THE TASKS.
(a) Say whether each statement agrees with the commit history log below, answering yes or no and quoting the words of the log that settle it: (i) the adrp instruction produces an address aligned to a 4k boundary; (ii) switching the address argument to cpu_*cache* to a pointer changes how the code behaves; (iii) the remaining users of "ldr, xn, =global" are able to use adrp.
(b) In the commit history log, take the part that opens with the words containing "This load can" and closes with "can't use adrp.", swap every "adrp" in it for "ADRP", and write out the result.

History log of /freebsd-current/sys/arm64/arm64/cpufunc_asm.S
Revision Date Author Comments
# 1e3f42b6 15-Mar-2024 John Baldwin <jhb@FreeBSD.org>

arm64: Switch the address argument to cpu_*cache* to a pointer

No functional change, but this reduces diffs with CheriBSD downstream.

Reviewed by: andrew
Sponsored by: University of Cambridge, Google, Inc.
Differential Revision: https://reviews.freebsd.org/D44342


# 7eb26be9 11-Nov-2023 Andrew Turner <andrew@FreeBSD.org>

arm64: Use adrp + :lo12: to load globals from asm

When loading a global variable we can use a pseudo-instruction similar
to "ldr, xn, =global" to load the address of the symbol. As this is
unlikely to be supported by a mov instruction a pc-relative load is
used, with the absolute address written at the end of the function so
it will be loaded.

This load can be partially replaced with an adrp instruction. This
generates the address, aligned to a 4k boundary, using a pc-relative
addition. Because the address is 4k-aligned we then update reading the
global variable using a load with the offset of the load the low
12-bits of the global. Arm64 assemblers have :lo12: to support this,
e.g. "ldr xn, [xn, :lo12:global]".

The only remaining users of "ldr, xn, =global" that I can find are
executed from the physical address space the kernel was loaded in and
need an address in the kernels virtual address space. Because of this
they can't use adrp.

Sponsored by: Arm Ltd
Differential Revision: https://reviews.freebsd.org/D42565


# 685dc743 16-Aug-2023 Warner Losh <imp@FreeBSD.org>

sys: Remove $FreeBSD$: one-line .c pattern

Remove /^[\s*]*__FBSDID\("\$FreeBSD\$"\);?\s*\n/


# 7a060a88 22-Aug-2022 Andrew Turner <andrew@FreeBSD.org>

Add an IDC only arm64 icache sync function

When the IDC flag is set in the cache type register we don't need to
clean the data cache to the point of unification. Previously we
supported this flag being set only when the DIC flags was also set.

GIVEN MATERIAL.

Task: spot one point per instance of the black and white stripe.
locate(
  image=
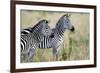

IN RESPONSE.
(a)
(i) Yes: "This generates the address, aligned to a 4k boundary, using a pc-relative addition."
(ii) No: "No functional change, but this reduces diffs with CheriBSD downstream."
(iii) No: "Because of this they can't use adrp."

(b)
This load can be partially replaced with an ADRP instruction. This
generates the address, aligned to a 4k boundary, using a pc-relative
addition. Because the address is 4k-aligned we then update reading the
global variable using a load with the offset of the load the low
12-bits of the global. Arm64 assemblers have :lo12: to support this,
e.g. "ldr xn, [xn, :lo12:global]".

The only remaining users of "ldr, xn, =global" that I can find are
executed from the physical address space the kernel was loaded in and
need an address in the kernels virtual address space. Because of this
they can't use ADRP.